** Task 1 **
Pull out every line of the records that contains the string "green", matching case exactly.
========================================
# my woodworking hobby



## Dixie Bee Acres

After just looking at VaHomesteaders' thread showing the beautiful table he built, I thought I might post a couple pictures of my woodworking.
When time allows, i enjoy scroll sawing.
Here is a clock I made about a year and a half ago or so. It measures about 2 foot tall, about 11 inches wide and 6 inches deep. Original plans called for a purchased clock face to go into it, but I couldn't find any i liked, so I designed and cut this one.
To do it again, I would have used black hands on the clock as the brass ones are hard to see.
I don't remember how long it took to make this, but I want to say i habe about 30-40 hours into it.


----------



## Vahomesteaders

That is beautful! That takes a ton of time and patience. Great craftsmanship there!


----------



## Dixie Bee Acres

Thank you, it is a fun and relaxing hobby.


----------



## hercsmama

That is amazing!
Just beautiful.:clap:


----------



## Dixie Bee Acres

Thank you!

Later, when time allows, I will try to take some pictures of a few other things I have made, but trust me, none are as nice as the clock.


----------



## Dixie Bee Acres

Incase anyone is interested, this clock is one I really want to make some day. If I ever get to it, i imagine it will takes 100's of hours to complete.

http://www.wildwooddesigns.com/mobile/The-York-Minster-Cathedral-P3382.aspx


----------



## SimplyErin

Absolutely beautiful!!


----------



## Dixie Bee Acres

Here are a few more pieces I have made, all on scroll saw, in the past year or so.
3 baskets, one round done in oak, every other ring stained. Two square baskets, one oak, one pine.
A small photo frame or display, has my kids' wallet size school pics from 2 years ago.
And an assortment of Angel Christmas tree ornaments. I make a lot of ornaments, they are small, easy to make, and most times they are made from scrap pieces of wood left over from other projects.
Also, the chain that the angels are hanging from, I made that too, started by cutting the rough shape with scroll saw, then carved it down with my dremel tool.














A note about the baskets, they really do look like woven baskets, but are actually just rings cut and stack glued together, staggering pattern rings to give a woven illusion.

I am thinking of taking some of the baskets to the farmers market to see if they sell, problem is, i only have 4 or 5, and typically don't have time to do much scroll saw work until winter.
========================================
** Task 2 **
According to the woodworking thread, how tall is the scroll-sawed clock?

(Point-based annotation data)
========================================
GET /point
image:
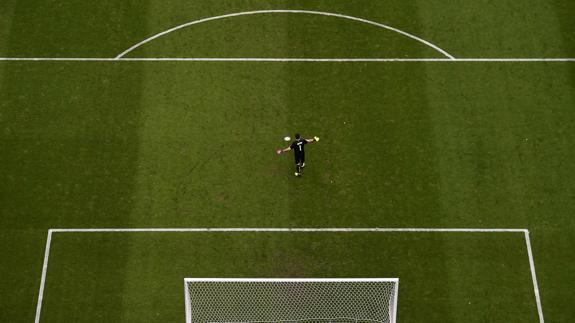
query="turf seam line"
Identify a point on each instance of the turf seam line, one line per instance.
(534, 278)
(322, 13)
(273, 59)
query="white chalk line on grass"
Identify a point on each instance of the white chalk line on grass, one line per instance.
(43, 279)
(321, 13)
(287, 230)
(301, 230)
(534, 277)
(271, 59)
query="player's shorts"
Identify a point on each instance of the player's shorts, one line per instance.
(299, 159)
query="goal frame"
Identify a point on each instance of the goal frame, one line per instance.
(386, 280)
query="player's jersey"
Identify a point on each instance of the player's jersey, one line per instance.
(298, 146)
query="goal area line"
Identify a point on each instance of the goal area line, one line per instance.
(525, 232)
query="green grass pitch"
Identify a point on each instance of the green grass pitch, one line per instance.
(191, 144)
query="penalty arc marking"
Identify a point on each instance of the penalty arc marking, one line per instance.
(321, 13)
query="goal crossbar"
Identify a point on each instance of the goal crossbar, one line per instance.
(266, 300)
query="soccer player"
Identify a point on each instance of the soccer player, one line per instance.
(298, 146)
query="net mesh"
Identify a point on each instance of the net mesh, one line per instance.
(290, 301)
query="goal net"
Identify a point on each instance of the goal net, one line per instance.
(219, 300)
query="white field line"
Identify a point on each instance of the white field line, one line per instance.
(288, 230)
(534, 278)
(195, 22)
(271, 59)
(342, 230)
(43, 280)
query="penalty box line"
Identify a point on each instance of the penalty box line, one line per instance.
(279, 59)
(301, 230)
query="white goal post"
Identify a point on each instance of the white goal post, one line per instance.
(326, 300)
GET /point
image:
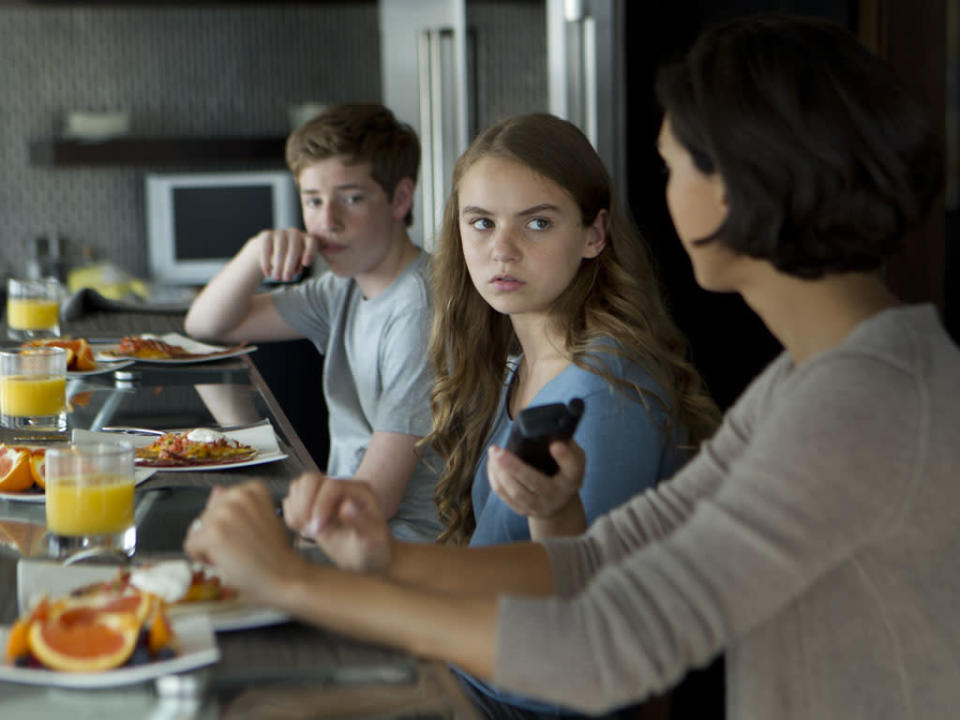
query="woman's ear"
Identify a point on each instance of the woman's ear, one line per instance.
========================================
** Correct response 1 **
query="green grass pitch"
Identify a point on each instance of the green grass pitch, one line per instance.

** Correct response 2 **
About 2 feet tall.